→ **WORKING DATA**
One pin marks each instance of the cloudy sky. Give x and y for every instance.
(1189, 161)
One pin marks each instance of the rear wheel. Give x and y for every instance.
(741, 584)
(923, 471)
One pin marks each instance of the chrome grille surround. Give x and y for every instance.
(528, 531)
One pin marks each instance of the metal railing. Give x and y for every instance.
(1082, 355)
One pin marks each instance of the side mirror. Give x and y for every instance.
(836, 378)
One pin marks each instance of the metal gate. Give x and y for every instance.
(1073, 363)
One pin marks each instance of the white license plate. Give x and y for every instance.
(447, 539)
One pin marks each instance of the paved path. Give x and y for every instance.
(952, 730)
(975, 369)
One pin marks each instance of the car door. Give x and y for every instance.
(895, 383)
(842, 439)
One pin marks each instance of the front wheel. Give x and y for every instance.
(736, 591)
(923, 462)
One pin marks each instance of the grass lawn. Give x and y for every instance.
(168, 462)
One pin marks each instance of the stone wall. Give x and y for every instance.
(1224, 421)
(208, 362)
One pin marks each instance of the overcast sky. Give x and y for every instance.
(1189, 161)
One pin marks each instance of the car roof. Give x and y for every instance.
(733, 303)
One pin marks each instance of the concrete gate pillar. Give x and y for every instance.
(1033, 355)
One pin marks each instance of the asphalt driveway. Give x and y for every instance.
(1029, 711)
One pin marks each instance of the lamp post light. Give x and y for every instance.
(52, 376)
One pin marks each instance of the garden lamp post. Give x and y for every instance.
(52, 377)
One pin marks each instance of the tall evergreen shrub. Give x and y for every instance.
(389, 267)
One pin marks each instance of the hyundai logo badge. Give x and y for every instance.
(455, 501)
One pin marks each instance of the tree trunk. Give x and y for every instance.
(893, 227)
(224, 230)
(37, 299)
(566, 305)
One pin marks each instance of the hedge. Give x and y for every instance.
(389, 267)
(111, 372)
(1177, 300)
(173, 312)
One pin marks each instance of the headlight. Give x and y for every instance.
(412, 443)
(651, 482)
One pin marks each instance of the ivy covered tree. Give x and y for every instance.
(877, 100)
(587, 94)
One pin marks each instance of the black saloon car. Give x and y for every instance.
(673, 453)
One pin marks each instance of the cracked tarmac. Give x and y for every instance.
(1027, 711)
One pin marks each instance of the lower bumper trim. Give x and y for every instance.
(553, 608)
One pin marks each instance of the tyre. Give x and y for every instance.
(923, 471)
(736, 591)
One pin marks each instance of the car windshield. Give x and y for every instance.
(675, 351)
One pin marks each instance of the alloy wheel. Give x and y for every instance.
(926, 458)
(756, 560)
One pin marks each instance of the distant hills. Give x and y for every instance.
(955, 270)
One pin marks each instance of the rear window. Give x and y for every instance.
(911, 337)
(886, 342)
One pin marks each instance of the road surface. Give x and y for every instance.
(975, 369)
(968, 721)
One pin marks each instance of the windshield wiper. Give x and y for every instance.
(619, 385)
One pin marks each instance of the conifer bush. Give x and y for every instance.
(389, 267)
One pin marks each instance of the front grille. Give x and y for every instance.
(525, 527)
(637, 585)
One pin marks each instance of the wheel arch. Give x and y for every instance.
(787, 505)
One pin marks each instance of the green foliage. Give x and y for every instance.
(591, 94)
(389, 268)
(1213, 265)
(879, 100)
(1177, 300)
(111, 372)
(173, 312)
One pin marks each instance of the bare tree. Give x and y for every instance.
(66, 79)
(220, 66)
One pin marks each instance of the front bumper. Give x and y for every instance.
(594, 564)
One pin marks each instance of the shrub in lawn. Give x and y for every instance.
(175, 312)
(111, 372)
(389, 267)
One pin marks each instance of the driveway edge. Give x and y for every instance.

→ **THE PROBLEM**
Start at the line containing "One pin marks each instance of the ivy". Repeat it and each line after it, word for word, to the end of the records.

→ **RESPONSE**
One pin marks each instance of the ivy covered tree. Give x and y for every instance.
(877, 100)
(587, 94)
One pin marks each instance of the black saloon car. Give x and y for every instance.
(673, 453)
One pin marks each instance of the cracked tarmac. Give x and y for every instance.
(1027, 711)
One pin marks each instance of the lower bumper trim. Give x and y for every instance.
(553, 608)
One pin marks each instance of the tyre. Give x and y for every instance.
(923, 471)
(736, 591)
One pin marks each instance of the car windshield. Give x and y for every instance.
(675, 351)
One pin marks each instance of the alloy wheel. Give x and y for every instance.
(926, 458)
(756, 560)
One pin marks each instance of the distant hills. Give x and y for every instance.
(955, 270)
One pin marks each instance of the rear window. Give x and y for every instance.
(911, 337)
(886, 342)
One pin marks each instance of the road surface. Give x and y for every instance.
(975, 369)
(968, 721)
One pin marks each instance of the windshield wiper. Give x and y for every instance.
(619, 385)
One pin marks each instance of the conifer bush. Give x and y for every instance.
(389, 267)
One pin marks each instance of the front grille. Give x and y for every instance.
(525, 527)
(637, 585)
One pin marks each instance of the wheel arch. Give x and y for every instance.
(787, 505)
One pin marks each instance of the green foliage. Give x and y for every instance.
(591, 94)
(389, 268)
(1213, 265)
(879, 100)
(1177, 300)
(111, 372)
(173, 312)
One pin marks each instance of the bare tree. Give x and y for every instance.
(66, 79)
(220, 66)
One pin marks each instance of the front bumper. Give x and y for every instance.
(594, 564)
One pin marks each instance of the shrub in lawn. Give x and y for every instance.
(175, 312)
(111, 372)
(389, 267)
One pin marks each instance of the driveway edge. Give x and y for every instance.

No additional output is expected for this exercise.